-- RECORDS FOR PROCESSING start --

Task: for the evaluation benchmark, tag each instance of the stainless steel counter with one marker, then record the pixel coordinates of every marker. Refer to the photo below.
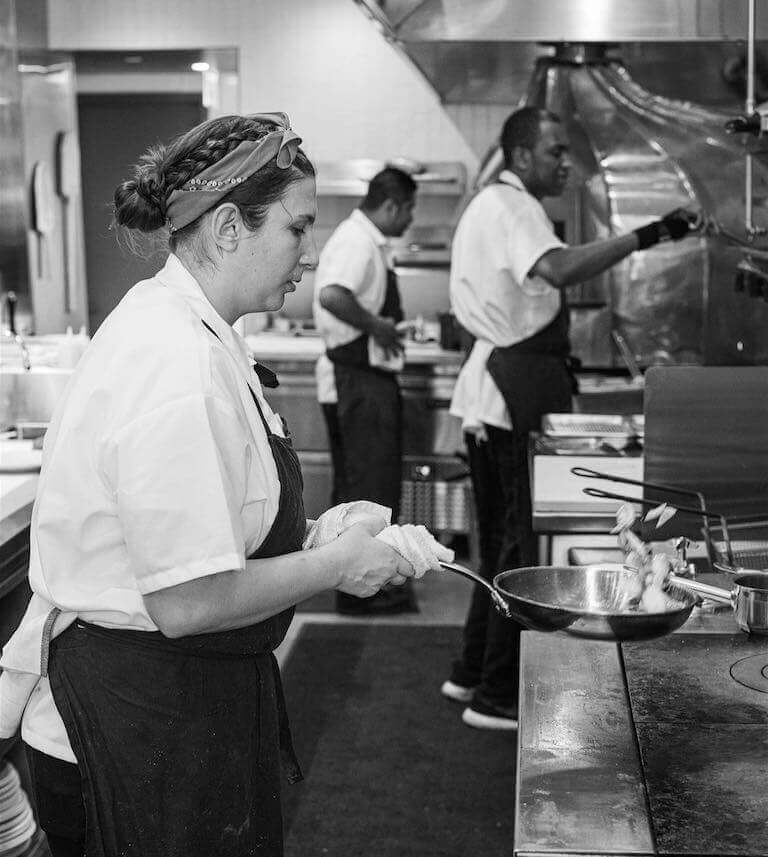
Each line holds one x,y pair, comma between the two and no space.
644,749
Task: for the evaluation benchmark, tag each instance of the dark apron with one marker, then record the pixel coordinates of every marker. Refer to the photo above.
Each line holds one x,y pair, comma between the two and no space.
535,376
355,353
180,743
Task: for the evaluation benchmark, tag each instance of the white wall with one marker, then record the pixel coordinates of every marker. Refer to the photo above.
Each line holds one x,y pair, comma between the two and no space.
349,92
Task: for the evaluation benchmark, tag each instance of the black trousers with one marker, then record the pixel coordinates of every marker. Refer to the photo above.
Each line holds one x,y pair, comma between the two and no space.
369,435
59,803
501,485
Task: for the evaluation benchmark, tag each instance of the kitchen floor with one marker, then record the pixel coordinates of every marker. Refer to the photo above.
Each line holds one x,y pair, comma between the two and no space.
443,598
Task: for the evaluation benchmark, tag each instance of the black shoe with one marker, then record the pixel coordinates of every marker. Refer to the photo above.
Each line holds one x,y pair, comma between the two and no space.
385,601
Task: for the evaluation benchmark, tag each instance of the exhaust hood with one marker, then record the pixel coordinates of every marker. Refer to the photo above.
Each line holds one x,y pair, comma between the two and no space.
639,150
562,20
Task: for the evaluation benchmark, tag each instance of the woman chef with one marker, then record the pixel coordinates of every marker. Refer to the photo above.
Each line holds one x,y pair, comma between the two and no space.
167,533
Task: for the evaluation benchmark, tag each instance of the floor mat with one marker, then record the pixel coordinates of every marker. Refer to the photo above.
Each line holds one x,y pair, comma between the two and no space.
389,767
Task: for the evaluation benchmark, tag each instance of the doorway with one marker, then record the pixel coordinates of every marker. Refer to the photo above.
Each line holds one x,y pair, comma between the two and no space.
115,129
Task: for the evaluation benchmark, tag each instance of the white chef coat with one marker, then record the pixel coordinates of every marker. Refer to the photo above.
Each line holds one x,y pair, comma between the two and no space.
500,236
156,471
353,257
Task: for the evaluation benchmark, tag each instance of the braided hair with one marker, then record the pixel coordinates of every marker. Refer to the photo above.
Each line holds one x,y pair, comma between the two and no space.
140,202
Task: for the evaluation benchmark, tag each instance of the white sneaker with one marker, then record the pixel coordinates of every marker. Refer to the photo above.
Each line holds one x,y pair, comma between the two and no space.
482,716
456,692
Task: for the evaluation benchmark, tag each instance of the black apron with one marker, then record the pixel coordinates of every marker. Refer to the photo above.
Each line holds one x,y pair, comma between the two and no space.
535,376
355,353
180,743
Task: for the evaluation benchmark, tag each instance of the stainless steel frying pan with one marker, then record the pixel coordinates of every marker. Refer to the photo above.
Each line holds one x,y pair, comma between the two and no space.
581,601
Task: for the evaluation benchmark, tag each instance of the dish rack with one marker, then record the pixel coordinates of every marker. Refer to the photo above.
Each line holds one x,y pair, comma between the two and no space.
592,425
439,501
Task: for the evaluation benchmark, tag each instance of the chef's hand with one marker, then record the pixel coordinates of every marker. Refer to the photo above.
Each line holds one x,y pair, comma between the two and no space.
386,334
417,545
367,563
674,226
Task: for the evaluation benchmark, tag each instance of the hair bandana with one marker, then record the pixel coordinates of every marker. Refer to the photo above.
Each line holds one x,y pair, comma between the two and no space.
204,190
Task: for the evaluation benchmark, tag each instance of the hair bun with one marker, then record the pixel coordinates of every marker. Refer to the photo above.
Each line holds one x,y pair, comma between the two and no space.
140,201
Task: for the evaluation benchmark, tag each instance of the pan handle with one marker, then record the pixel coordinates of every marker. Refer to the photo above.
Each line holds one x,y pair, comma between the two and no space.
706,590
499,602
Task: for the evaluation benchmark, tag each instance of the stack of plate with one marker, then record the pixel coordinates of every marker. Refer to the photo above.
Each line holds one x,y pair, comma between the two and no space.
17,822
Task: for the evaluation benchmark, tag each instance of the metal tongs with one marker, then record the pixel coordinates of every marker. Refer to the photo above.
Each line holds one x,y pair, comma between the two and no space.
702,510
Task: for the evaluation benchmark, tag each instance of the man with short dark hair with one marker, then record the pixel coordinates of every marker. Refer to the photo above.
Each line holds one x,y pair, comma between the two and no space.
509,273
357,309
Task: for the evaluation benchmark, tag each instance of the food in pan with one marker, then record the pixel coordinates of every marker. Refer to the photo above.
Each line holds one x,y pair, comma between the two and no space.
646,590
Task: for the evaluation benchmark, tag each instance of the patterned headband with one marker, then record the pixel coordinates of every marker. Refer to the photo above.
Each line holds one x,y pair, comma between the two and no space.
203,191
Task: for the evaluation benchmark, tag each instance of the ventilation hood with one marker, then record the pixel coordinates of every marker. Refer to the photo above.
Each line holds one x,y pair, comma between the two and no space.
478,51
562,20
638,150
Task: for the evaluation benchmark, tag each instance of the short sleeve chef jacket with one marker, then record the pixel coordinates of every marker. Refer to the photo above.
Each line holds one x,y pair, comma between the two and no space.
156,468
501,235
353,257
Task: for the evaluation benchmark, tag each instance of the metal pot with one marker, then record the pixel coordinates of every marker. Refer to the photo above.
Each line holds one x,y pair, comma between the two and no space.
581,601
748,598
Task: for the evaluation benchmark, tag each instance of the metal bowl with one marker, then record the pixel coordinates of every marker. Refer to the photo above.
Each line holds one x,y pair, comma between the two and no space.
585,601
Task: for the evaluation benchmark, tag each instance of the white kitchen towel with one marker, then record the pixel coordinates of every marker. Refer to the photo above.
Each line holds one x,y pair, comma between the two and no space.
418,546
341,517
413,542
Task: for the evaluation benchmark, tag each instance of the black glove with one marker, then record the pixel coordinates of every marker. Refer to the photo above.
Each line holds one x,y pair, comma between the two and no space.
672,227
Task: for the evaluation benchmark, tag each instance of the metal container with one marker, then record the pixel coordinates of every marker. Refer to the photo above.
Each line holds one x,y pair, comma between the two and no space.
750,602
748,598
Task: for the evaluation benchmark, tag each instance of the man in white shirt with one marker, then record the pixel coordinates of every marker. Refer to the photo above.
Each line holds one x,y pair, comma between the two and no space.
509,272
356,309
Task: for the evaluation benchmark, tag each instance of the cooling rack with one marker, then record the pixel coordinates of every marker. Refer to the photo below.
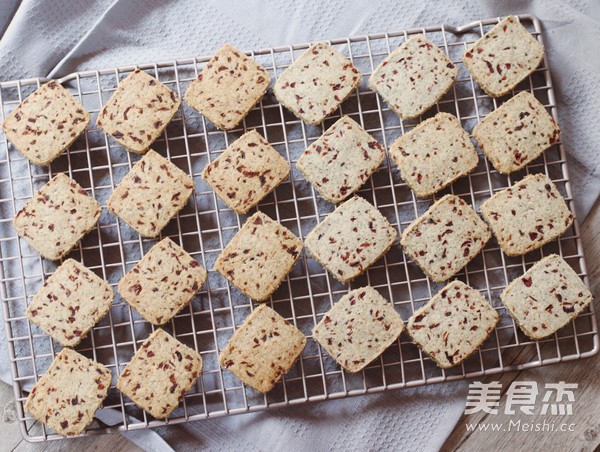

-- RECORDS FOR PROCESSING end --

◆ DESCRIPTION OF THE TASK:
Locate each line in the material above that contains the string "short" and copy every one of those lines in full.

◆ WRITTEN SOLUTION:
Task: for the evaluation benchmark, tag each instance of the man with short dark hair with one marker, then record the pixel coordinates of every marker. Refer to the photo above.
Task: for the evaluation benchmark, tag each instance of the short sleeve chef jacket with one marker, then record the pixel coordinates of every marker. Refer to the photo above.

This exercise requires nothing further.